REQUIREMENT: Change every instance of "Put down a dot" in the data below to "Mark a point", and leave everything else as it is.

MATERIAL PROVIDED:
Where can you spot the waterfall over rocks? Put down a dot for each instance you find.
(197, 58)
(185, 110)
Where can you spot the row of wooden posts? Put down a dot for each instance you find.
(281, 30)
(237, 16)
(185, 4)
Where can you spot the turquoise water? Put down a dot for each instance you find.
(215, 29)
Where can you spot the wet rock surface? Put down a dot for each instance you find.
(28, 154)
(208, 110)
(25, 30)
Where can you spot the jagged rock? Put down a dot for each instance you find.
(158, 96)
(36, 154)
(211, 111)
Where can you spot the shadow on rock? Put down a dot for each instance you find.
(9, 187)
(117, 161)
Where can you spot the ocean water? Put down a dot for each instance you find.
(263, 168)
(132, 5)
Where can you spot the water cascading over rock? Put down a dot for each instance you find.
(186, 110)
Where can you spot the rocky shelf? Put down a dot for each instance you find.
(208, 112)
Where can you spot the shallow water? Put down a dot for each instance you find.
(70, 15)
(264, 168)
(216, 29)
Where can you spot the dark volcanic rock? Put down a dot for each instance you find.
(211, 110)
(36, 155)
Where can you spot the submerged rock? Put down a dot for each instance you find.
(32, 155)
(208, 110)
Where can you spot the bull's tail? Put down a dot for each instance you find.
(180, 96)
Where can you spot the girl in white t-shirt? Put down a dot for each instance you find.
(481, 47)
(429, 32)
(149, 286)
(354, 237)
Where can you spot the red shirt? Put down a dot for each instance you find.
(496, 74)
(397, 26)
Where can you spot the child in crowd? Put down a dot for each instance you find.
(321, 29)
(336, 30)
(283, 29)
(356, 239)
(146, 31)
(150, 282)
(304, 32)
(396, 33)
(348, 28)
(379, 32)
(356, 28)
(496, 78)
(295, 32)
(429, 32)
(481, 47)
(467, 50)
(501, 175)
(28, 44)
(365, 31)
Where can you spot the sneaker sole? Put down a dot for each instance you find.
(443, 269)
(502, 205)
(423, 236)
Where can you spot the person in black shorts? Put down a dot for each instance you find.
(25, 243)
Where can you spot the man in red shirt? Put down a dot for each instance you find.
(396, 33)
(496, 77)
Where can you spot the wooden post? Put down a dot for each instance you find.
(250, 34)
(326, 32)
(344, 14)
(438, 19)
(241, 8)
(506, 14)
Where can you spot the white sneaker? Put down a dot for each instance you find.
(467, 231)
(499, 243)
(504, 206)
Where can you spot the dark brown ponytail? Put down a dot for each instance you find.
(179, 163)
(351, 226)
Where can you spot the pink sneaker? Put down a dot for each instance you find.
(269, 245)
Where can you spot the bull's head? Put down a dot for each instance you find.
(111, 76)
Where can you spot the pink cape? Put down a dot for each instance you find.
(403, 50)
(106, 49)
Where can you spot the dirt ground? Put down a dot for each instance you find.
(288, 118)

EXERCISE RESULT:
Where can you spot the waterfall over rocks? Mark a point for each instance you find.
(197, 58)
(185, 110)
Where can you spot the row of wooden posts? Mark a point for each instance you find.
(281, 30)
(237, 16)
(185, 4)
Where can you spot the turquoise water? Mark a point for each instance you find.
(215, 29)
Where can you spot the wet rock surface? Mark a point for each instance you find.
(28, 154)
(208, 110)
(25, 30)
Where can you spot the jagged rock? Mark a point for each instance you find.
(158, 96)
(36, 154)
(211, 111)
Where can you spot the shadow on rock? Mark a point for each instance you find.
(9, 187)
(117, 161)
Where can you spot the ocean water? Mark a point for each instance you find.
(263, 168)
(132, 5)
Where can you spot the water cascading over rock? Mark a point for each instance you find.
(186, 110)
Where can you spot the rocky shelf? Mark a point for each instance you find.
(208, 112)
Where can you spot the shallow water? Mark a point for each instance you find.
(70, 15)
(264, 168)
(216, 29)
Where can you spot the dark volcanic rock? Mark a point for each instance you find.
(211, 110)
(36, 155)
Where can you spot the submerged rock? Mark a point for each instance you find.
(32, 155)
(208, 110)
Where can you spot the bull's tail? Mark a point for each instance you find.
(180, 96)
Where can you spot the girl in white t-shirt? Mark a point for each instance you find.
(481, 47)
(429, 32)
(149, 286)
(354, 237)
Where can you spot the red shirt? Mark a point for each instance you find.
(496, 74)
(397, 26)
Where can you spot the child in crowd? Mark a point for each instance you find.
(321, 29)
(336, 30)
(283, 29)
(356, 239)
(146, 31)
(150, 282)
(304, 32)
(396, 33)
(348, 28)
(379, 32)
(356, 28)
(496, 78)
(295, 32)
(429, 32)
(481, 47)
(467, 50)
(501, 175)
(28, 44)
(365, 31)
Where can you spot the sneaker sole? Mark a point for each instance you find.
(443, 269)
(502, 205)
(423, 236)
Where can you spot the person in black shorts? Mark a point for each instance you find.
(25, 243)
Where can you spot the man in red shirt? Mark a point for each instance you find.
(396, 33)
(496, 77)
Where can you spot the wooden post? Mark a point for each instance you find.
(250, 34)
(326, 32)
(344, 14)
(438, 19)
(241, 8)
(506, 14)
Where can you spot the white sneaker? Mark a point for each instance you find.
(467, 231)
(499, 243)
(504, 206)
Where can you spot the dark brown ponytail? Mark a point for each instance you find.
(179, 163)
(351, 226)
Where can you spot the pink sneaker? Mark a point for each instance you find.
(269, 245)
Where can you spot the bull's head? Mark a point for each instance you find.
(111, 76)
Where can you spot the pink cape? Mark a point for each instance you find.
(403, 50)
(106, 49)
Where can you spot the dirt ground? Mark a point for each instance you find.
(288, 118)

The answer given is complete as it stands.